# start of EXERCISE DATA

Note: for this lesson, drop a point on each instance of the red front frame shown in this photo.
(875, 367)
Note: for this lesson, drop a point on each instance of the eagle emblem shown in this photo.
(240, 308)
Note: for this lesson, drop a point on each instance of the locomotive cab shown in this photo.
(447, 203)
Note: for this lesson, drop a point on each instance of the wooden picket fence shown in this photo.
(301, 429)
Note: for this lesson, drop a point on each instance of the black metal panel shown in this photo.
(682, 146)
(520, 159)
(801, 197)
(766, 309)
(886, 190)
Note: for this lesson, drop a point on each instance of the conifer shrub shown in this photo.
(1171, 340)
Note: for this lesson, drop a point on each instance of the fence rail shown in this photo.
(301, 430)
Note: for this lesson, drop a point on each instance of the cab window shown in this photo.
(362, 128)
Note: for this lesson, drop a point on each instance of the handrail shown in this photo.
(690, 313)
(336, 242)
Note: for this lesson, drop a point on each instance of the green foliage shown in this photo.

# end of EXERCISE DATA
# start of EXERCISE DATA

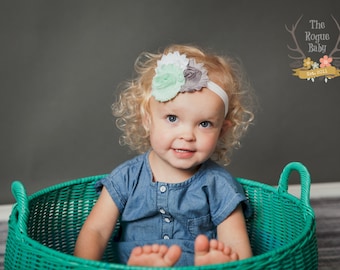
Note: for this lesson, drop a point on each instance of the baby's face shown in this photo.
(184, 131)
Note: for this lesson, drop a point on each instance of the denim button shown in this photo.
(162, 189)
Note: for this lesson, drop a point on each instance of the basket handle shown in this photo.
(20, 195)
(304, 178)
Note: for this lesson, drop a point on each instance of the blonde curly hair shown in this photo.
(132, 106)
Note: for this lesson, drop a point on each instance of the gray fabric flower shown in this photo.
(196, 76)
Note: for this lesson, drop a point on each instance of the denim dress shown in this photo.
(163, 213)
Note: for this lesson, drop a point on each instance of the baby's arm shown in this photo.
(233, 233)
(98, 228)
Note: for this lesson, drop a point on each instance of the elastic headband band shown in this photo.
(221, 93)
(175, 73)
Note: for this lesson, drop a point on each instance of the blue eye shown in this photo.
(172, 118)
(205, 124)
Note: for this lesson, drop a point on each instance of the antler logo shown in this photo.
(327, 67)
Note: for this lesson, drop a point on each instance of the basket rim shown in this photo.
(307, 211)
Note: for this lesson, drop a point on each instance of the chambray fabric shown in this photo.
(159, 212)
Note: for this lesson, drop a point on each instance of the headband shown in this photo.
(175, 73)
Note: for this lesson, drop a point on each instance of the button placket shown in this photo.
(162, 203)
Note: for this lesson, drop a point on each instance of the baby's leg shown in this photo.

# end of EXERCISE DATA

> [TASK INSTRUCTIONS]
Can you transcribe, word for word, the lines of these entries from the line containing "headband shown in this photo." up to and including the line containing "leg shown in this photo."?

> [RESPONSE]
Note: for this lesson, drop a point on each instance of the headband shown in this photo.
(175, 73)
Note: for this lesson, drop a point on each instance of the button placket shown in this photo.
(162, 203)
Note: for this lesson, drop a point on each instance of the baby's leg shown in this photo.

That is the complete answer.